## Start INFORMATION PROVIDED
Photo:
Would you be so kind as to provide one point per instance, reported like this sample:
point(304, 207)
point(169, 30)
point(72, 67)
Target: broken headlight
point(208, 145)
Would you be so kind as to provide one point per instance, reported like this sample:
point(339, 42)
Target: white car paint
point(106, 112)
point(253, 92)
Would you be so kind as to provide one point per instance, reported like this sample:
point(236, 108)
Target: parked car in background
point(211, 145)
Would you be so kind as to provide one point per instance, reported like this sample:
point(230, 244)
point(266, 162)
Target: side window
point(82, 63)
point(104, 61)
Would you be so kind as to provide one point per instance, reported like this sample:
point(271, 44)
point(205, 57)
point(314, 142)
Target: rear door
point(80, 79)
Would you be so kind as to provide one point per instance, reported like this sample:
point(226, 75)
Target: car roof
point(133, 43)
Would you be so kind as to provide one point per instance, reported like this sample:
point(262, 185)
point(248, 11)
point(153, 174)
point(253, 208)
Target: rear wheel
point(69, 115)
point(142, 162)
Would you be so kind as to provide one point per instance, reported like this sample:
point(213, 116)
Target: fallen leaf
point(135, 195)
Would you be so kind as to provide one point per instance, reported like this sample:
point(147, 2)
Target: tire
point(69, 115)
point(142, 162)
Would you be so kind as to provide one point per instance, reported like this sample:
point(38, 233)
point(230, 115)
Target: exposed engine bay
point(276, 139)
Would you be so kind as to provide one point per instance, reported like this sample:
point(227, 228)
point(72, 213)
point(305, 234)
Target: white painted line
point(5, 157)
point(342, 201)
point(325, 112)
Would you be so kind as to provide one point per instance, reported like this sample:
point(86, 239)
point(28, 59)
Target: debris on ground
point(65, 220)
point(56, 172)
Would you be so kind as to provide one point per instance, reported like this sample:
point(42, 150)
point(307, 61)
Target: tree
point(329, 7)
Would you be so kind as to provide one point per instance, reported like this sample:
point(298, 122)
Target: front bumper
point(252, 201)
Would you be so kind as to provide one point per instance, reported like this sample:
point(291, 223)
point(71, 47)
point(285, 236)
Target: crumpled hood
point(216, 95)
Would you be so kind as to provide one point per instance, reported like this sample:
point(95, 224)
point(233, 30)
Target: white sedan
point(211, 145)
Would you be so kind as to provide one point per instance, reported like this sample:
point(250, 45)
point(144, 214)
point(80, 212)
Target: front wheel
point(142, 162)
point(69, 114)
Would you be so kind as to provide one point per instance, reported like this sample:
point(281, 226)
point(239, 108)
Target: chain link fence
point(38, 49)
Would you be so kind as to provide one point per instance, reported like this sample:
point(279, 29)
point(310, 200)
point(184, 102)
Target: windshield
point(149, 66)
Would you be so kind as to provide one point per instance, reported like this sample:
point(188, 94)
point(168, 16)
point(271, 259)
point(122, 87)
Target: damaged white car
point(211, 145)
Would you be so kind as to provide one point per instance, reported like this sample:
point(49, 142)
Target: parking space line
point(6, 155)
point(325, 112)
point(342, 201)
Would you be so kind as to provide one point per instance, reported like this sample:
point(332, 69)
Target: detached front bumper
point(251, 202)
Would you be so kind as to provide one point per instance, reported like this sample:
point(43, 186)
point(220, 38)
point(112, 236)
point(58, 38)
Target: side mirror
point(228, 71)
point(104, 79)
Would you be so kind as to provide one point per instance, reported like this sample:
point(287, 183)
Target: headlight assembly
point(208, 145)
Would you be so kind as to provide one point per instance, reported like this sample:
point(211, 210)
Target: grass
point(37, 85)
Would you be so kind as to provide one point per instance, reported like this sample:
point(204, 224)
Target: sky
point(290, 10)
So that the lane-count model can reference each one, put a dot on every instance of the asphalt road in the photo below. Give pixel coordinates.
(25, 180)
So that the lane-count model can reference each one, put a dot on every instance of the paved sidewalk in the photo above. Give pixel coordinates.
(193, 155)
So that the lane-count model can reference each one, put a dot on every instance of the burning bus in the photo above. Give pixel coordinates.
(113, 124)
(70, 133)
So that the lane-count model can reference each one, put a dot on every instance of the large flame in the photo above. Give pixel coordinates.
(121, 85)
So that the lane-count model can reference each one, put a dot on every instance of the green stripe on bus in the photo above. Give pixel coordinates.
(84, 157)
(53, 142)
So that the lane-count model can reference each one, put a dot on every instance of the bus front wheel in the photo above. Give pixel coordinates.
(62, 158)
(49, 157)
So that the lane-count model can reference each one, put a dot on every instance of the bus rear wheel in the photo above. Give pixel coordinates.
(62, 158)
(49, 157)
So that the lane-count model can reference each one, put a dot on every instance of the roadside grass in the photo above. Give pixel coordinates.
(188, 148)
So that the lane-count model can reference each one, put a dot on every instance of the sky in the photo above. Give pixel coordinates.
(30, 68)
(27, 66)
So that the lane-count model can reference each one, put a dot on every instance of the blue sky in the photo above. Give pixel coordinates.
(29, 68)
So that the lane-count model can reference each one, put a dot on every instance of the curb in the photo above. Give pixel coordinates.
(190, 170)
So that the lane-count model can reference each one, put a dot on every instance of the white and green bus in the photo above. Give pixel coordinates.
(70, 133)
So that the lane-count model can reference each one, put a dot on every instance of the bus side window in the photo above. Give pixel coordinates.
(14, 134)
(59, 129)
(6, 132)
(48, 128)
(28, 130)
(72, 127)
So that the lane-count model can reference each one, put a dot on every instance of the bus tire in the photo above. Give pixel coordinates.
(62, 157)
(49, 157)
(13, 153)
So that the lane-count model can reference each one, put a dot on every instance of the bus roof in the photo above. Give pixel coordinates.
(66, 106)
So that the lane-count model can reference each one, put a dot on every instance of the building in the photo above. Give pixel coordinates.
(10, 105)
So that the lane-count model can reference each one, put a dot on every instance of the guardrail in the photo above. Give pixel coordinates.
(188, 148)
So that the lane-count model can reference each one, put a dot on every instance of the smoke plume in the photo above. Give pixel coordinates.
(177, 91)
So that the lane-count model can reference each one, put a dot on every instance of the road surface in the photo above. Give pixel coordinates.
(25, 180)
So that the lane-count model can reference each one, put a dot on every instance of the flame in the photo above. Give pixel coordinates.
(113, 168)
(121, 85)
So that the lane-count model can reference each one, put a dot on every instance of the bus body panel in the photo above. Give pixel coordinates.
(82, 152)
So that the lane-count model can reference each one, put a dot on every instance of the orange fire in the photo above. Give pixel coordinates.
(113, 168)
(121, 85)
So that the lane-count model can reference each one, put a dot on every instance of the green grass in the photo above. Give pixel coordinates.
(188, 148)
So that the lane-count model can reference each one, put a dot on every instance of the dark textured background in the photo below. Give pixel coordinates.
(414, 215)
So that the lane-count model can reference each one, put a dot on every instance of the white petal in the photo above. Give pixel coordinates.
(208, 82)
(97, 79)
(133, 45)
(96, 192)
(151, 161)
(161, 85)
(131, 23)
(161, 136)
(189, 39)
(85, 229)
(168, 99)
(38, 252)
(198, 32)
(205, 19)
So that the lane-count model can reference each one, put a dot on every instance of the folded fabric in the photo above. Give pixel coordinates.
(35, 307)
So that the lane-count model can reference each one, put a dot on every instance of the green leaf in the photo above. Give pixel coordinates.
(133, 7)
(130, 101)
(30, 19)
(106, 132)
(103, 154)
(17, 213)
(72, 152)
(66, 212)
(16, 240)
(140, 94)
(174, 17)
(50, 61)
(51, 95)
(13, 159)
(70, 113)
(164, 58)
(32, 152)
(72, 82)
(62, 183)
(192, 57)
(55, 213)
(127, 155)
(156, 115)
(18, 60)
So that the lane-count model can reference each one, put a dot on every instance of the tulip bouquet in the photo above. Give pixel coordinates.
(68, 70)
## End INFORMATION PROVIDED
## Start INFORMATION PROVIDED
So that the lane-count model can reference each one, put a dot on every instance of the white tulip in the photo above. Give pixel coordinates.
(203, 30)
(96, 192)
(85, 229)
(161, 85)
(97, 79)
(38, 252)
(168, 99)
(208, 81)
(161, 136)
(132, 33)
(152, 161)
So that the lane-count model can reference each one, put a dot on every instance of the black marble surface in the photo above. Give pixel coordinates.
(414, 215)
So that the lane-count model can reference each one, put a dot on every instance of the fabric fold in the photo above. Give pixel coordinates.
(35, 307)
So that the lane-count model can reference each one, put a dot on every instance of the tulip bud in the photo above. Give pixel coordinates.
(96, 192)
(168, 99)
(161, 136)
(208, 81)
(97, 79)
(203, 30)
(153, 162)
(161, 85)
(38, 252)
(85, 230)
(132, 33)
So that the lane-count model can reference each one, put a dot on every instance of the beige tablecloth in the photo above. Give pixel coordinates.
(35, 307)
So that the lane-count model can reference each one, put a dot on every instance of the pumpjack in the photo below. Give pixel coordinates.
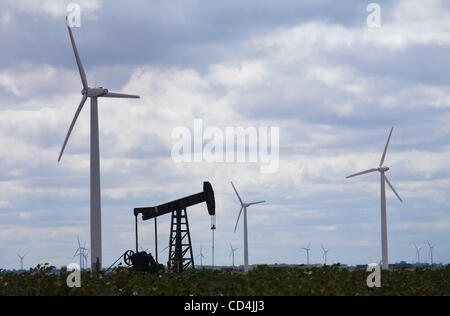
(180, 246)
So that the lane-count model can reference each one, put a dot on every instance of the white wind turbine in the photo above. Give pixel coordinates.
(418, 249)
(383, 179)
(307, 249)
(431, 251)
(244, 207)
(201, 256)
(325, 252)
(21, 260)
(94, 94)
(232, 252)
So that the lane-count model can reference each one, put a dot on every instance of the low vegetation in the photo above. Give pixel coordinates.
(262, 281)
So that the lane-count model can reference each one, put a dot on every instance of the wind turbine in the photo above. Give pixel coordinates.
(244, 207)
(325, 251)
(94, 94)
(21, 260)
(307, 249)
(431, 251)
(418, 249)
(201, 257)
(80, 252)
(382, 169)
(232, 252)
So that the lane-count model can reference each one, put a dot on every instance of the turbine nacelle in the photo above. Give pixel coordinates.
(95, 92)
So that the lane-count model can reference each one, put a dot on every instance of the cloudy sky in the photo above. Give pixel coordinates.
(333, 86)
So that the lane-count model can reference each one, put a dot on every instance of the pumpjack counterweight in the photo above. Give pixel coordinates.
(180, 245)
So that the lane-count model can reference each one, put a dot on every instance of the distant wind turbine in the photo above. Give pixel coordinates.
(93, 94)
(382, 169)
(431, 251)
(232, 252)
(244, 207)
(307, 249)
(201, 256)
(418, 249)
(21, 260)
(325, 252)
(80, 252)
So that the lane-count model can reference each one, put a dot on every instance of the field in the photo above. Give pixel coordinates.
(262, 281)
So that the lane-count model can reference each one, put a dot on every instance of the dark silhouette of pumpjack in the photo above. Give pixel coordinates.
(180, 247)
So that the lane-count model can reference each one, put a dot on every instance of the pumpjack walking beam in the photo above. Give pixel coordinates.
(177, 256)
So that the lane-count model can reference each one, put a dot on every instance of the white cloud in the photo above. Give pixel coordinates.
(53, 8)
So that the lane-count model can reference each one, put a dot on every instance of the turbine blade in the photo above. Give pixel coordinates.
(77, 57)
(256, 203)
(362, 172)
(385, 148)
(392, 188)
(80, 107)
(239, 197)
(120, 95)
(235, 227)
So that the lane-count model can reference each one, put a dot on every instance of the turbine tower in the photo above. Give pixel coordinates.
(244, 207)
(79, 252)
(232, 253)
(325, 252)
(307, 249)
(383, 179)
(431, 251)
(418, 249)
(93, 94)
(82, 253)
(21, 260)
## End INFORMATION PROVIDED
Which lines in the items above contain the string "fabric", with case counting? Pick out each such line and copy it in full.

### [WORKED ANSWER]
So that the lane-count model can reference each one, put a dot on every instance of the folded fabric in the photo above. Give pixel coordinates.
So that the lane-count model can reference each one, put a dot on every instance of the fabric fold in the photo above. Give pixel coordinates.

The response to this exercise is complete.